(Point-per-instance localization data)

┄┄┄┄┄┄┄┄┄┄

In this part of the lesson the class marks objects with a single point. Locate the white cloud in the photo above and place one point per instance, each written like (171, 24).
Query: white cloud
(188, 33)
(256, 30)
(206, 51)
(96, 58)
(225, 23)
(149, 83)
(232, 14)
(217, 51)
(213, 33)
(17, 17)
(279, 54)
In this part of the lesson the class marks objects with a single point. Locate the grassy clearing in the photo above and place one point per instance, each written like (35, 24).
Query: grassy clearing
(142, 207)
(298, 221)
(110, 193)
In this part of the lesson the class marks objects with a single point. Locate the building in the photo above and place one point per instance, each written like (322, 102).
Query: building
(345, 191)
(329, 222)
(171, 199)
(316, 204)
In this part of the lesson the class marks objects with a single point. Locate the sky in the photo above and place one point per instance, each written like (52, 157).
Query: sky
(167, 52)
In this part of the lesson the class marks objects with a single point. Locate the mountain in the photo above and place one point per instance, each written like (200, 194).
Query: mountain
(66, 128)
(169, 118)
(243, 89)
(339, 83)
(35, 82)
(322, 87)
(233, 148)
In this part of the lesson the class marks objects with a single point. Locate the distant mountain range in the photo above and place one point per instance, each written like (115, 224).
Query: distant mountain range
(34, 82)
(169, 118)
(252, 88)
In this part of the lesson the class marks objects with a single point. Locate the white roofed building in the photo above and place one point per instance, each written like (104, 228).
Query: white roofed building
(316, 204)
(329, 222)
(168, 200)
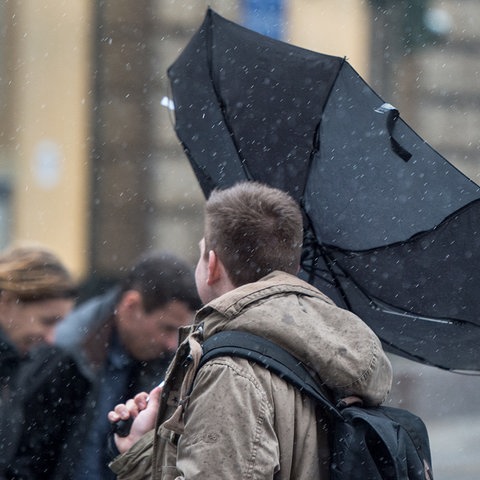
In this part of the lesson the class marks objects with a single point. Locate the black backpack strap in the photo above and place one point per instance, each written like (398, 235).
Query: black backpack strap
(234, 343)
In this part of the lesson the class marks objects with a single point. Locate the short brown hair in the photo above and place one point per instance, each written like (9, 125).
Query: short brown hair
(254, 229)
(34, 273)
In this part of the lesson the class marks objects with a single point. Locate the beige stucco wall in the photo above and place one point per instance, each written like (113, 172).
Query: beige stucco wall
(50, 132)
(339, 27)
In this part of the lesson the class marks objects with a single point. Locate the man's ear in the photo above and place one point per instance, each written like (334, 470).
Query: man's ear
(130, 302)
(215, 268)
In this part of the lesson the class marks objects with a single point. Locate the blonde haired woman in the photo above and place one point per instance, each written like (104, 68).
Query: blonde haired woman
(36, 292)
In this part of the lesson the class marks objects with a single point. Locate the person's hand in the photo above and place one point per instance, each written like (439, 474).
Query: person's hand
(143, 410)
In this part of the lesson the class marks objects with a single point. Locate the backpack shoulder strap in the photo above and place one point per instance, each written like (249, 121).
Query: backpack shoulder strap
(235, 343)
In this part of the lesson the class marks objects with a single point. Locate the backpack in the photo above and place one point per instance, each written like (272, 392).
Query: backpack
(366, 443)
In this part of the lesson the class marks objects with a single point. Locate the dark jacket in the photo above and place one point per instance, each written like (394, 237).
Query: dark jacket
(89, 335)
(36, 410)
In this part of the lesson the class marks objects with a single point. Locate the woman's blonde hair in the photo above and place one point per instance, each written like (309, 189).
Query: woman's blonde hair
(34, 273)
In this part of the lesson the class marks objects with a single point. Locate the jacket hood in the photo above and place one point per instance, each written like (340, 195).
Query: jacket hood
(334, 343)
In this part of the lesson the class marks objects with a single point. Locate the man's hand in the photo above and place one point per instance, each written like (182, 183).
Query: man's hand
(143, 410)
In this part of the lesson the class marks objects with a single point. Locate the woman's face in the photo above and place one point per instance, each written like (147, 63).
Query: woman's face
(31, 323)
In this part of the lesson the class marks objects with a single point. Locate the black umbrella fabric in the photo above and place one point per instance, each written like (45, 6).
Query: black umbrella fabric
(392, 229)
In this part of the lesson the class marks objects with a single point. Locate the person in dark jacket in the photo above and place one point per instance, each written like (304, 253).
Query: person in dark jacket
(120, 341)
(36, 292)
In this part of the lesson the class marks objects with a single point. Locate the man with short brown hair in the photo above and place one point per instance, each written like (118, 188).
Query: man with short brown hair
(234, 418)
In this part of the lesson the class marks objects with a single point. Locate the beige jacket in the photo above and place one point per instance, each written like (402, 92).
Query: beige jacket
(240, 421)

┄┄┄┄┄┄┄┄┄┄

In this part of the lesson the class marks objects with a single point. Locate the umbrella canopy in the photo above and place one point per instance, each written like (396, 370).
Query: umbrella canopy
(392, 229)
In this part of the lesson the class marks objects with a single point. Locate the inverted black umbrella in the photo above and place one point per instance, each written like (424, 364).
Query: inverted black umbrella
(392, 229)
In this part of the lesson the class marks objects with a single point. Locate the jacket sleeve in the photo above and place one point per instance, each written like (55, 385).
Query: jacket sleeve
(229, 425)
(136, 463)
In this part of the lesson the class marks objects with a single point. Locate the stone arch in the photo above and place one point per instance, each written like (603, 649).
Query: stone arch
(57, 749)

┄┄┄┄┄┄┄┄┄┄

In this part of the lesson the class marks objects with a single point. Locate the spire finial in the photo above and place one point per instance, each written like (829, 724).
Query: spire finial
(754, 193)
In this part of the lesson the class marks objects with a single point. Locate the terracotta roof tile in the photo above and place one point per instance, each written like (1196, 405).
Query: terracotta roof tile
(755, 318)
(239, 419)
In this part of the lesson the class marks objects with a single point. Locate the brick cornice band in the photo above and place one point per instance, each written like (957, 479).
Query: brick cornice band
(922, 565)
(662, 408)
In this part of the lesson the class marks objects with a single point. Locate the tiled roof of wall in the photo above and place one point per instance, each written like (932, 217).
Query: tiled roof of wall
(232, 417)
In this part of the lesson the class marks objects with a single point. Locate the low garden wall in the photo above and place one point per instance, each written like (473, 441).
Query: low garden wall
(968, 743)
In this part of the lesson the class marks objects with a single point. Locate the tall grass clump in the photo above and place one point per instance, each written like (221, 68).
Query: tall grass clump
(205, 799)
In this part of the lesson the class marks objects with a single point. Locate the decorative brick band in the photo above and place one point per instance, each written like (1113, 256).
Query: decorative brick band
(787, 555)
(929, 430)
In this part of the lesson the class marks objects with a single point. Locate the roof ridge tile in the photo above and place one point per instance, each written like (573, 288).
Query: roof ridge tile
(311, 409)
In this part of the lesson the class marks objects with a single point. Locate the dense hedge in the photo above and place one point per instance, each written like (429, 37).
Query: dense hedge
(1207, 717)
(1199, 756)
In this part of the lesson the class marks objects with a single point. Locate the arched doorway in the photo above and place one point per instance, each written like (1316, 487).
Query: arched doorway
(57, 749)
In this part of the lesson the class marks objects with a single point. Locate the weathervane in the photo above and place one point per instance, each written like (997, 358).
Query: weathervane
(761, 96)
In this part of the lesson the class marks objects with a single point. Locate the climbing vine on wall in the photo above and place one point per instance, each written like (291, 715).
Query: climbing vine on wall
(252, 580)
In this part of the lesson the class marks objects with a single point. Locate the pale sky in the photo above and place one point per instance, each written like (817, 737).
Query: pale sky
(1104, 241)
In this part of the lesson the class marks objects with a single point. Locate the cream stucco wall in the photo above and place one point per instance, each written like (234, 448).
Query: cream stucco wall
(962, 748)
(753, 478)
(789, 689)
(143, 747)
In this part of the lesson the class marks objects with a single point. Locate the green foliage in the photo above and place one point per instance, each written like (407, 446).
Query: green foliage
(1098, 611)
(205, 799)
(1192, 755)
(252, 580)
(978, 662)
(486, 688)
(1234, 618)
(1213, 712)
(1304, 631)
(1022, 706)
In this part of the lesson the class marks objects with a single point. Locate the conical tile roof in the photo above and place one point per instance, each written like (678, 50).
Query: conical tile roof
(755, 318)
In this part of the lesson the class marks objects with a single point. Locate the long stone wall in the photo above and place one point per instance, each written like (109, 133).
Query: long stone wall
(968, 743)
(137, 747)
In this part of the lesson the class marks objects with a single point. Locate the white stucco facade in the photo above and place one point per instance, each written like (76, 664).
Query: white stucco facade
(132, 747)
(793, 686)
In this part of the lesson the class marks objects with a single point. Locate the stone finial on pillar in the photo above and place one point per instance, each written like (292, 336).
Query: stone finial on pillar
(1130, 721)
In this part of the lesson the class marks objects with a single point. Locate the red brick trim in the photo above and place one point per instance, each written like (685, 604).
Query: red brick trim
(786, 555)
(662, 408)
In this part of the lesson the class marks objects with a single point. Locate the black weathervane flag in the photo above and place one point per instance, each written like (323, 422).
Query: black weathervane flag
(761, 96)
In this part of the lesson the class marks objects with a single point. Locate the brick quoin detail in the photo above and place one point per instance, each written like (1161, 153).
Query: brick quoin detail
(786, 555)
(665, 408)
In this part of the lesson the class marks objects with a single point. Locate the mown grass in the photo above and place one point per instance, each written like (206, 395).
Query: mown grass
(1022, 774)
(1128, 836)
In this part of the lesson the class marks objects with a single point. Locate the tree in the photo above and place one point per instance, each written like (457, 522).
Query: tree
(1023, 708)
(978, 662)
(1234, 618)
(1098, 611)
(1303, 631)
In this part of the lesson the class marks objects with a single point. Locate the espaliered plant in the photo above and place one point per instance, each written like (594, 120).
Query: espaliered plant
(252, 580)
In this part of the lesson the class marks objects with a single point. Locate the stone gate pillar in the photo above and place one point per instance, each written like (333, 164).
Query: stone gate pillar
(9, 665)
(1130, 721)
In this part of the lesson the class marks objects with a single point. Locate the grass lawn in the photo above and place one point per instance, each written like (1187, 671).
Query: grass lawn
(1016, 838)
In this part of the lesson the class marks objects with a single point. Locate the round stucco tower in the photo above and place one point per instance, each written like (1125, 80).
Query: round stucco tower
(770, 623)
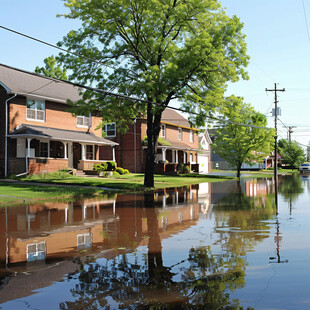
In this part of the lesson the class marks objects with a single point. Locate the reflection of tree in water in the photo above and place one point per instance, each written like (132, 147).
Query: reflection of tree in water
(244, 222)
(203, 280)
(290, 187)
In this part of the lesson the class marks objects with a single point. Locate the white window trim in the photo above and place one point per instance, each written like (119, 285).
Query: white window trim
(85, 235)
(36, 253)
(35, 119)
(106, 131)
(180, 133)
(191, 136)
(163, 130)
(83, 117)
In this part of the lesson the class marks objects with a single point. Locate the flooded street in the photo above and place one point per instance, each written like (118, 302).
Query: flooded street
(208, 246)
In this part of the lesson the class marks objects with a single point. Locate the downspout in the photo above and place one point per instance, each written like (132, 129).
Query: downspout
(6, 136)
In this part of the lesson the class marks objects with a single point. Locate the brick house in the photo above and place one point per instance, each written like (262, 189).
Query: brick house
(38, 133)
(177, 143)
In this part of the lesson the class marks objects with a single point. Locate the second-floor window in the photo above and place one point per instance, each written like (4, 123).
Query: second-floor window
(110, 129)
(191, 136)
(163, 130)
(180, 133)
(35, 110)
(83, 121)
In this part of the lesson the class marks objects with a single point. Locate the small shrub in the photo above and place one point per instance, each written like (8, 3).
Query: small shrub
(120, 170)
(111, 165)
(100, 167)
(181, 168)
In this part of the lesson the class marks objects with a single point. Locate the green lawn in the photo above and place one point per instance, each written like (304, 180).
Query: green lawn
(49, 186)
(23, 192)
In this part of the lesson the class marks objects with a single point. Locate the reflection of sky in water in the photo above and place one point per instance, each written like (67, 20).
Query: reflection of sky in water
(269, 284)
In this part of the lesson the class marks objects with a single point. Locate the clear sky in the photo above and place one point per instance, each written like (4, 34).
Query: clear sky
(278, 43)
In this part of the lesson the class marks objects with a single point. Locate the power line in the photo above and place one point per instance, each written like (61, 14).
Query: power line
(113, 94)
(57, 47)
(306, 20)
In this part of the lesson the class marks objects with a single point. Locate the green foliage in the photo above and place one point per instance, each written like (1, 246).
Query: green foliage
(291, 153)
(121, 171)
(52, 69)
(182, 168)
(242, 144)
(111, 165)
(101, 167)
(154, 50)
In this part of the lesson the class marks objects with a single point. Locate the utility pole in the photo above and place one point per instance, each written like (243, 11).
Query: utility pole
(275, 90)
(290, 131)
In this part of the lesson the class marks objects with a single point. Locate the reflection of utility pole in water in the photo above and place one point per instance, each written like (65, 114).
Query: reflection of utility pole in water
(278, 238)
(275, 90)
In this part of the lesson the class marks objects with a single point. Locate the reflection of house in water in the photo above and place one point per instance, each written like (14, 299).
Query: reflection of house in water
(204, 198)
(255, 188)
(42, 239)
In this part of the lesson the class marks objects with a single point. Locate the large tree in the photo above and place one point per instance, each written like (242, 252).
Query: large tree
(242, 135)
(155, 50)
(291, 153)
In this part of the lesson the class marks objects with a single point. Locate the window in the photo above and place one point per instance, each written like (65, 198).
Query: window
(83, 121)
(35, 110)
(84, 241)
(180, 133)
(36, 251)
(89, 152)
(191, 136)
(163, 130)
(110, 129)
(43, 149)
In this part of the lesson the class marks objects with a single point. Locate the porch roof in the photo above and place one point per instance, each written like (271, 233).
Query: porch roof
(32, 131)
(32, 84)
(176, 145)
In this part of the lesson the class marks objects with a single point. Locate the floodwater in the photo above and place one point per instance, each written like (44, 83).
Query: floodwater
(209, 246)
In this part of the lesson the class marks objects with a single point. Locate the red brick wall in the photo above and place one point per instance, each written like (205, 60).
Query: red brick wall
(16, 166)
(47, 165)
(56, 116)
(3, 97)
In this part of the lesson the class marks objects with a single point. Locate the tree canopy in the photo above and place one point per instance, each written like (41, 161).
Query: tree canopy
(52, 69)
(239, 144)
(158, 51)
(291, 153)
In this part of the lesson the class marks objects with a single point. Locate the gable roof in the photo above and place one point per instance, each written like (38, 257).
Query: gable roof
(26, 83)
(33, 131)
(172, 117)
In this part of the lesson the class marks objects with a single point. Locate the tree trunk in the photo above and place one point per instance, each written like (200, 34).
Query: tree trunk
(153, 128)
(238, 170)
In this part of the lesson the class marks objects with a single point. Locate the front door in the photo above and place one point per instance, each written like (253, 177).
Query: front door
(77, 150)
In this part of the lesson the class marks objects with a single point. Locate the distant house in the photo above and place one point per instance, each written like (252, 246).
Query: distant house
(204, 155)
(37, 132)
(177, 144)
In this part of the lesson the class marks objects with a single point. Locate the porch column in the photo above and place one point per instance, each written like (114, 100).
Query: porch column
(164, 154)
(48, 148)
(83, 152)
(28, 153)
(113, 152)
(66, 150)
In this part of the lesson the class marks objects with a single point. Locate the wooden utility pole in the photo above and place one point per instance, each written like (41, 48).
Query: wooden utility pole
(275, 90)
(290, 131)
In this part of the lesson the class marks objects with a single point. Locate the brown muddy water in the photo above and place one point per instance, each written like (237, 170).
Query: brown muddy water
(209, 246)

┄┄┄┄┄┄┄┄┄┄

## PROMPT
Print, without alteration, only the lines above between the one holding "like (119, 285)." and the one holding "like (118, 302).", inclusive.

## ANSWER TO THE PROBLEM
In this part of the lesson the class marks objects with a single point. Locate the white window trim in the photo above and place one point per instance, each written like (119, 285).
Query: white window trim
(85, 235)
(36, 253)
(35, 119)
(106, 131)
(180, 133)
(191, 136)
(163, 130)
(83, 117)
In this part of the lesson the class marks objects with a single point. Locate the flooded street in the photo above and place one point per instance, each written like (118, 302).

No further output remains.